>>>>>

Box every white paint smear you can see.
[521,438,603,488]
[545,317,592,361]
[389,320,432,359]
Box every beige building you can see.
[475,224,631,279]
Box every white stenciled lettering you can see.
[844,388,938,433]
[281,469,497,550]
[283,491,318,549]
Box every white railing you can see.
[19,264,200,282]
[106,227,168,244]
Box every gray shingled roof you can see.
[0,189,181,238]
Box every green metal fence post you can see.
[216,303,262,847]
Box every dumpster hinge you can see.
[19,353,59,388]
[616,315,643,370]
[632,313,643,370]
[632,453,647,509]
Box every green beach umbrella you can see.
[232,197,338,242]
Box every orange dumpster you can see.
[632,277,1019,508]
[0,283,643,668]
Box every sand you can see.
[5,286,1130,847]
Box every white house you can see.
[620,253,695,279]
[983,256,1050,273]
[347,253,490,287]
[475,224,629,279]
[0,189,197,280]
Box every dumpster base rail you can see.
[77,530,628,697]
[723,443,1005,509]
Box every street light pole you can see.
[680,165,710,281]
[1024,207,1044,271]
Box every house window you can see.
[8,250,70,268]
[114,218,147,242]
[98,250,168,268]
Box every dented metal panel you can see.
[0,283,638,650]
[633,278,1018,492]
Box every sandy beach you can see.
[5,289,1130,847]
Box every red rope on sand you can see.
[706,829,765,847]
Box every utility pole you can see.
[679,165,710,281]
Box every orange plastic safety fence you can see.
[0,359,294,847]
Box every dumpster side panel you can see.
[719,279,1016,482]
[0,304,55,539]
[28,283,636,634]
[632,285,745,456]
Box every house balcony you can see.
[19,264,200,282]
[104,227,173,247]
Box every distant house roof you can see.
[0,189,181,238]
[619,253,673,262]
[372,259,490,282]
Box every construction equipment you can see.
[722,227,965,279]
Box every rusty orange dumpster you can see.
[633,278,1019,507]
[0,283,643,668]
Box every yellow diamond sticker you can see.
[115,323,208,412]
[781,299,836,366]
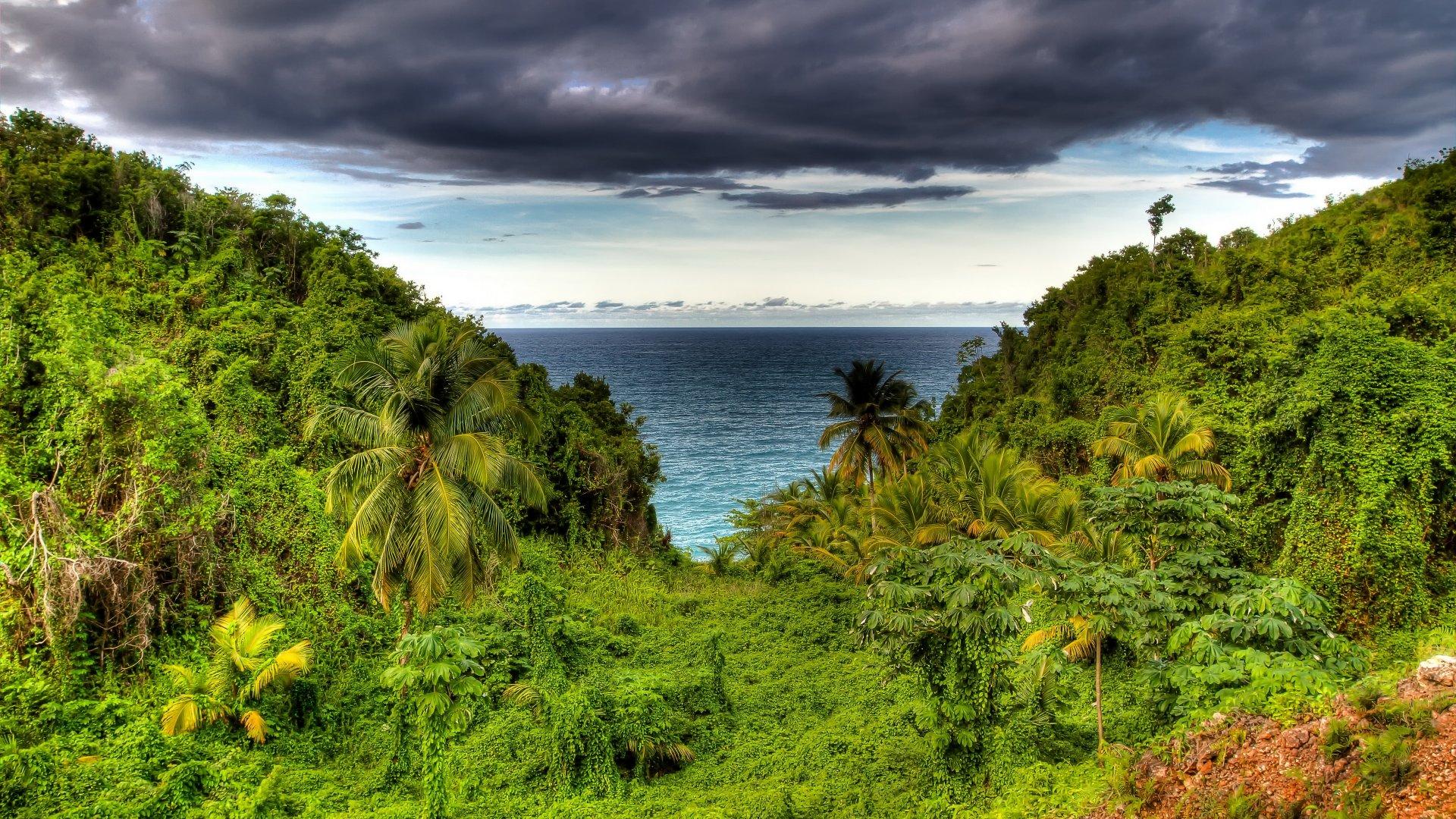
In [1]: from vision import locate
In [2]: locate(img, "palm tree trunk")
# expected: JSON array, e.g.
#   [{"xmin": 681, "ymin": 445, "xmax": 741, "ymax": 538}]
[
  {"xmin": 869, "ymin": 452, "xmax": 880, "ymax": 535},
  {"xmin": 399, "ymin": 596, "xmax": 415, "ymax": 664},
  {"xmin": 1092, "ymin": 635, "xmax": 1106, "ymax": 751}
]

<<<<<
>>>>>

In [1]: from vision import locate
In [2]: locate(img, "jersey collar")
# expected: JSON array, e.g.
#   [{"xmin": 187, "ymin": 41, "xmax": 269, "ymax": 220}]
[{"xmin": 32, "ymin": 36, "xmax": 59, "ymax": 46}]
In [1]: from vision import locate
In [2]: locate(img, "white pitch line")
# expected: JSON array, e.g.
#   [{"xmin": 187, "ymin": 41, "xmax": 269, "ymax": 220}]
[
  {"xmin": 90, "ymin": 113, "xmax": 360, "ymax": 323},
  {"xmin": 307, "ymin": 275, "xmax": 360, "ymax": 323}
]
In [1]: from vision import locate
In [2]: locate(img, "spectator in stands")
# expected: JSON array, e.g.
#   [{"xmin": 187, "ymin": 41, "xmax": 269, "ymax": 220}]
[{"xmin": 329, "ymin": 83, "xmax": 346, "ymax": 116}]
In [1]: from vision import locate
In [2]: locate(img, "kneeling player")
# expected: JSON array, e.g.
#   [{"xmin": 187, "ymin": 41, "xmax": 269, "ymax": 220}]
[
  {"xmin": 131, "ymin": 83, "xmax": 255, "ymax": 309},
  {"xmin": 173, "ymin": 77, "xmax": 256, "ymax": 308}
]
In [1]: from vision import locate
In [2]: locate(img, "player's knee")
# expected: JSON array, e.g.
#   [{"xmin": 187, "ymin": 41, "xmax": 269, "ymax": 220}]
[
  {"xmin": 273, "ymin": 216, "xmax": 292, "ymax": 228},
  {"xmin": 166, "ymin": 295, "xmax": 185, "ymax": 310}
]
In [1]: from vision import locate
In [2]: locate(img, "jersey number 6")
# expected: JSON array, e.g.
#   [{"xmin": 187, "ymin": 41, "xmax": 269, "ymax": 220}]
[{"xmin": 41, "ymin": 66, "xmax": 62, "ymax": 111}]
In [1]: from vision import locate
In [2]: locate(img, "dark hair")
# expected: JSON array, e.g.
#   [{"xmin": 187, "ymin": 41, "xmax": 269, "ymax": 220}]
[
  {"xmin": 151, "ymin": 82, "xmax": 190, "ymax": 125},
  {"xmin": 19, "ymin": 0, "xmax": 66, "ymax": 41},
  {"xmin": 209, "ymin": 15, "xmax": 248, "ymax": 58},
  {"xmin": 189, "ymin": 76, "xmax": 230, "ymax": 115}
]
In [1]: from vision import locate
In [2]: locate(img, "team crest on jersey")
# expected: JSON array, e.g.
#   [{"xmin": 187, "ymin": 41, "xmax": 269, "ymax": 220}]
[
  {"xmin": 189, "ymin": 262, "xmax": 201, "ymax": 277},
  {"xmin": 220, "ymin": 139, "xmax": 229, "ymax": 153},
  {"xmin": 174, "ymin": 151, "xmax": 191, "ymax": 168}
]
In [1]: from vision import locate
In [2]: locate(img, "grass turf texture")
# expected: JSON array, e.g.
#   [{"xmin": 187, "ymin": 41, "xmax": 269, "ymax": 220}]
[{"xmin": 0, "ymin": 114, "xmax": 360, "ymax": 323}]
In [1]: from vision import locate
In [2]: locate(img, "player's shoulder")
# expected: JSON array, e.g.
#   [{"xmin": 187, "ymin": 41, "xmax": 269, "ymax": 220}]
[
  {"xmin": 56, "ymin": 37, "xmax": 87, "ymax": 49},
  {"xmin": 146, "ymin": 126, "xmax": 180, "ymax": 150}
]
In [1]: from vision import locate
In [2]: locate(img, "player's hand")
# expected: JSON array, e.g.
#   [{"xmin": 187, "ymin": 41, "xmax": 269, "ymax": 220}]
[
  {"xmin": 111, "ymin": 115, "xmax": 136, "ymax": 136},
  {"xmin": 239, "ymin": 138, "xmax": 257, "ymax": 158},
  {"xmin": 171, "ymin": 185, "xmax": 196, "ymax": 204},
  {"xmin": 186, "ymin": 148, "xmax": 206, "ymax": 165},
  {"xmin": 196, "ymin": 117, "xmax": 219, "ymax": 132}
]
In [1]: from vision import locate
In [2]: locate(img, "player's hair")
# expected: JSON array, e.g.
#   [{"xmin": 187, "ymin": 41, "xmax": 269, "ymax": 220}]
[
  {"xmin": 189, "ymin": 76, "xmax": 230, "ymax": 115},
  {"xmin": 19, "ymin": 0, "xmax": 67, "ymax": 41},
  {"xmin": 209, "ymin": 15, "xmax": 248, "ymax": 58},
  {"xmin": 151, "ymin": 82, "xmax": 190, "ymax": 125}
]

<<<<<
>>>>>

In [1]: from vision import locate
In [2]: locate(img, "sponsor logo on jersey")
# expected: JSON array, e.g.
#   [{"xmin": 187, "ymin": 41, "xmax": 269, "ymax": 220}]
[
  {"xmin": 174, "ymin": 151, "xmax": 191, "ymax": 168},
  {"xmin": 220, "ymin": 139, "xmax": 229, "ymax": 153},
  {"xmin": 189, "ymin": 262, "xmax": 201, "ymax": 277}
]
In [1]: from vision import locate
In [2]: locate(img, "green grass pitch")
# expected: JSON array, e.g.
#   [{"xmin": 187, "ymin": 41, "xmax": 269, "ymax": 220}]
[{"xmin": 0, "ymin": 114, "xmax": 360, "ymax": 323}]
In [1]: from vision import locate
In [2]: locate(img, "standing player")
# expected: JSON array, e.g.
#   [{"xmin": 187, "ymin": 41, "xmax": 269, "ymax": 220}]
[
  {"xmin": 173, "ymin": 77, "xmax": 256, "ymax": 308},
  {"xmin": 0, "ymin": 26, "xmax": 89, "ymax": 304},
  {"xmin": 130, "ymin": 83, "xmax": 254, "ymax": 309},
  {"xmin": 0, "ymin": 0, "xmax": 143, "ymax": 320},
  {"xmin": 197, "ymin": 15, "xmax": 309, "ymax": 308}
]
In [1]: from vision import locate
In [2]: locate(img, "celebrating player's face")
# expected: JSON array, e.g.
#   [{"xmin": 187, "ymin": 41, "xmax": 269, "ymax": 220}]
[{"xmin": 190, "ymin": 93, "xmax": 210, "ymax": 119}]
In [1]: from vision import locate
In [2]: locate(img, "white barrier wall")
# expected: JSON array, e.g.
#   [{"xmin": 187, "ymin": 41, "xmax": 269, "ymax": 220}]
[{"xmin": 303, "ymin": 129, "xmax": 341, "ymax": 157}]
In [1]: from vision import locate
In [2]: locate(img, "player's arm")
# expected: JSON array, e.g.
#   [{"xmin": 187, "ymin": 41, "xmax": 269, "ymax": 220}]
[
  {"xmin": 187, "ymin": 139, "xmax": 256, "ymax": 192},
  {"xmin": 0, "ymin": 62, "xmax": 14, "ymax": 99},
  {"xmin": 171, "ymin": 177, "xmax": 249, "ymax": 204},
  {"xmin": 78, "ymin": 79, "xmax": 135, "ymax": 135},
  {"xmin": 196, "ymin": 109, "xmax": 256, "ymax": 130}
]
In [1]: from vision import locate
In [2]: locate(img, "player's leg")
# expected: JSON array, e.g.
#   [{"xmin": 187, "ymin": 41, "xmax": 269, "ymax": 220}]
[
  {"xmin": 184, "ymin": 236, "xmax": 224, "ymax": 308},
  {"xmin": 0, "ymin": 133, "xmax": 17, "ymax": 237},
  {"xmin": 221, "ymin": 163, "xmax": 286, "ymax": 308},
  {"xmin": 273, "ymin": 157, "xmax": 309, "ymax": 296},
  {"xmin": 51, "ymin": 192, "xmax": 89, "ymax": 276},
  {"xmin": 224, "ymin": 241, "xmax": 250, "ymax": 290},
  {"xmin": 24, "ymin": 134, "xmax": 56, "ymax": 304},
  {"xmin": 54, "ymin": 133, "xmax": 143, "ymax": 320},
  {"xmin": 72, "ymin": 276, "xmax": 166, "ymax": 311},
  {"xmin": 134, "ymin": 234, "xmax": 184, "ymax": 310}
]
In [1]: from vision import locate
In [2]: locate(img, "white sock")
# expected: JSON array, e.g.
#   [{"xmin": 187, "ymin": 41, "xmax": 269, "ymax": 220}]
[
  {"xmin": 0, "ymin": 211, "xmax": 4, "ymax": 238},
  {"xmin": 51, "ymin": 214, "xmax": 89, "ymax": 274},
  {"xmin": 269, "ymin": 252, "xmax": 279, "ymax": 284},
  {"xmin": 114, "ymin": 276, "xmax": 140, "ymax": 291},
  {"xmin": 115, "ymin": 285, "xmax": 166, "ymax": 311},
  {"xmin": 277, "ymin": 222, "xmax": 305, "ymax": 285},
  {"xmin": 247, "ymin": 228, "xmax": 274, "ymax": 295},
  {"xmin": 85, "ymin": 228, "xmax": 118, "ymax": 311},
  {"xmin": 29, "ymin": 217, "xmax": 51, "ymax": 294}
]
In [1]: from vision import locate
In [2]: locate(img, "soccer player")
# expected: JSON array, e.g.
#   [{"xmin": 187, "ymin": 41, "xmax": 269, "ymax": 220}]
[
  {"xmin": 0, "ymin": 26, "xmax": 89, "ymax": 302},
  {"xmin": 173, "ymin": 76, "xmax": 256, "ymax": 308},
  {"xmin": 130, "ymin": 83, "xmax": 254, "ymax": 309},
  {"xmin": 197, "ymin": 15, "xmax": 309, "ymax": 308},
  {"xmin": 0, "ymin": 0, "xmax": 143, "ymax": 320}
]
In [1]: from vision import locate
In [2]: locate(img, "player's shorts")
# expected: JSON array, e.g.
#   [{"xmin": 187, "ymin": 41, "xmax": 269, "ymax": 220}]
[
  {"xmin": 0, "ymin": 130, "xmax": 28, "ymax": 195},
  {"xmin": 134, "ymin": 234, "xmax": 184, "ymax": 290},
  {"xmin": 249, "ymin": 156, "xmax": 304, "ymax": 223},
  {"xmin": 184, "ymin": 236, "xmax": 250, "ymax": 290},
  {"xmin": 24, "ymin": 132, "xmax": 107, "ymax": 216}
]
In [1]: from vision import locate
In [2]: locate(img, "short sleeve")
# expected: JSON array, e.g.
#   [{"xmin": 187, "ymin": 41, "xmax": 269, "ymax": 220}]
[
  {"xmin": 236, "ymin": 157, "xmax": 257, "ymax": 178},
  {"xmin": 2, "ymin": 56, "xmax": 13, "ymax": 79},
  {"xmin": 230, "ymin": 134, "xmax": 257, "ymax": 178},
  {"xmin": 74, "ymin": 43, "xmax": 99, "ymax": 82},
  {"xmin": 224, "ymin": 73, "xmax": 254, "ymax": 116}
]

<<<<<

__YOUR TASK__. Copy the items from the line with "Box every white stenciled" up to and including the line with "[216,303,262,847]", leaving the requests unchanged and multiplying every box coordinate by 0.75, rounded to the nearest whole number with halves rounded up. Return only those lines.

__TASK RESPONSE__.
Box every white stenciled lettering you can see.
[633,291,704,325]
[211,352,373,413]
[212,368,239,412]
Box every white railing you can see.
[14,198,150,212]
[80,170,126,183]
Box every gray shingled roof you can see.
[0,142,136,179]
Box every green metal fence post you can see.
[162,227,197,635]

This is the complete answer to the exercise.